* [PROMPT 1]
Do these statements agree with the article on the next COVID-19 variant? For each, answer yes or no and quote the deciding words of the text: (a) Maria Van Kerkhove said the next variant of concern will be more transmissible; (b) Van Kerkhove said future variants are certain to be milder; (c) more than 21 million new COVID-19 cases were reported globally for the week ending Jan. 23.
* [PROMPT 2]
How would you render this sentence from the article on the next COVID-19 variant in Spanish: "The WHO official warned against assuming that the virus will become milder as it continues to mutate."?

* [SELECTED EXCERPT]
____
Next variant could be more transmissible than omicron, WHO says

The World Health Organization's COVID-19 technical lead dismissed theories that the next potential COVID-19 variant will be milder than earlier strains and explained why it will likely be more contagious than omicron. 

"Omicron will not be the last variant that you will hear us talking about," Maria Van Kerkhove, PhD, the WHO's technical lead on COVID-19, said Jan. 25. "The next variant of concern will be more fit, and what we mean by that is it will be more transmissible, because it will have to overtake what is currently circulating." 

What's more important, however, is whether future variants will cause more or less disease severity, Dr. Van Kerkhove said, adding that global health officials do expect there to be more immune escape with future variants, which means vaccines may be less effective against them. She emphasized the importance of interventions, such as ramping up global vaccination coverage, to slow the current spread and prevent the emergence of new variants. 

The WHO official warned against assuming that the virus will become milder as it continues to mutate. 

"There is no guarantee of that," Dr. Van Kerkhove said. "We hope that is the case, but there is no guarantee of that and we can't bank on it." 

The bottom line is that "variants are a wild card," Dr. Van Kerkhove said, adding that officials are still learning about the virus and don't have a complete picture into its future trajectory. 

"What we do know is vaccines work. Vaccines prevent people from needing hospitalizations and prevent people from dying," she said. 

More than 21 million new COVID-19 cases were reported globally for the week ending Jan. 23 — a global record for new weekly cases, the WHO said in its latest epidemiological update. 

The WHO's Director-General, Tedros Adhanom Ghebreyesus, PhD, said global conditions are ripe for new variants to emerge during a Jan. 24 briefing. 

"It is dangerous to assume that omicron will be the last variant, or that we are in the endgame," he said.
____
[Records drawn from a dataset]
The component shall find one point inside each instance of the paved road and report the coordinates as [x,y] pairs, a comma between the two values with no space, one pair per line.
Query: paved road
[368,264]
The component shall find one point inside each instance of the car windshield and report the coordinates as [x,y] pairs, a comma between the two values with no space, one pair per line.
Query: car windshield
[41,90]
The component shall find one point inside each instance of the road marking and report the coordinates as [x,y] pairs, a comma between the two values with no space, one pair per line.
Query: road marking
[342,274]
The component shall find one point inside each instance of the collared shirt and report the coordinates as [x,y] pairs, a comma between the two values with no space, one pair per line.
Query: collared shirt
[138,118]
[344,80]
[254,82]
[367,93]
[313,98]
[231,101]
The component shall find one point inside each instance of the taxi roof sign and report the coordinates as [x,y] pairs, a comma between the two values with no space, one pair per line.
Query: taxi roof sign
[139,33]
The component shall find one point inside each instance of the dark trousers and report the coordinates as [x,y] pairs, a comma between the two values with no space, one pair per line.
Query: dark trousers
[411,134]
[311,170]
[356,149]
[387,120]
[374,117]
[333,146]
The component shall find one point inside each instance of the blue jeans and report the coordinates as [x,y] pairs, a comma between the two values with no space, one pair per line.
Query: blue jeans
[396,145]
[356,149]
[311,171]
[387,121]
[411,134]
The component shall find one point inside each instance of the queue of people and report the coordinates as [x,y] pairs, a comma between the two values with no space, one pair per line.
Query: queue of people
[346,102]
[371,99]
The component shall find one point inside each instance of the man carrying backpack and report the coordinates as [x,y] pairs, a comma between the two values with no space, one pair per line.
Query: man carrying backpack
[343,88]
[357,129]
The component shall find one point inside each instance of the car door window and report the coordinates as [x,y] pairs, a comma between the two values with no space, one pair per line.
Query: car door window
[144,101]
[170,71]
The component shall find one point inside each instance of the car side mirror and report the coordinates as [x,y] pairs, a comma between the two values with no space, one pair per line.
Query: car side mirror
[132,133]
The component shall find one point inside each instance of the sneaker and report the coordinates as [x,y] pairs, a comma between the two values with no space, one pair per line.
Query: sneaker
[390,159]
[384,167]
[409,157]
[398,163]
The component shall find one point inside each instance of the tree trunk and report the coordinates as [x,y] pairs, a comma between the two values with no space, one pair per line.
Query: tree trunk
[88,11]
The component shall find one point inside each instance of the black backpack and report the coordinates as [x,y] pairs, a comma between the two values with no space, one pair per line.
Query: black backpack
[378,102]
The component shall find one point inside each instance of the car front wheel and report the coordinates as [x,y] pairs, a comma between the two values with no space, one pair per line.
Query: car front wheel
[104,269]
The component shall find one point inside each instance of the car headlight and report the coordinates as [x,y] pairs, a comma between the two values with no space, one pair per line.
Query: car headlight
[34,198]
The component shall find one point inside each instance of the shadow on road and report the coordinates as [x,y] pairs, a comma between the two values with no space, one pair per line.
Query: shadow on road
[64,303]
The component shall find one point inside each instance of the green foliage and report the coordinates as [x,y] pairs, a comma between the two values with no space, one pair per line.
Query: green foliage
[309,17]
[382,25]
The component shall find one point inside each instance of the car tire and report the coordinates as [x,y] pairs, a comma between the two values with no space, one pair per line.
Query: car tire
____
* [RESPONSE AREA 1]
(a) Yes: "it will be more transmissible, because it will have to overtake what is currently circulating."
(b) No: "There is no guarantee of that."
(c) Yes: "More than 21 million new COVID-19 cases were reported globally for the week ending Jan. 23."

* [RESPONSE AREA 2]
La funcionaria de la OMS advirtió que no se debe suponer que el virus se volverá más leve a medida que siga mutando.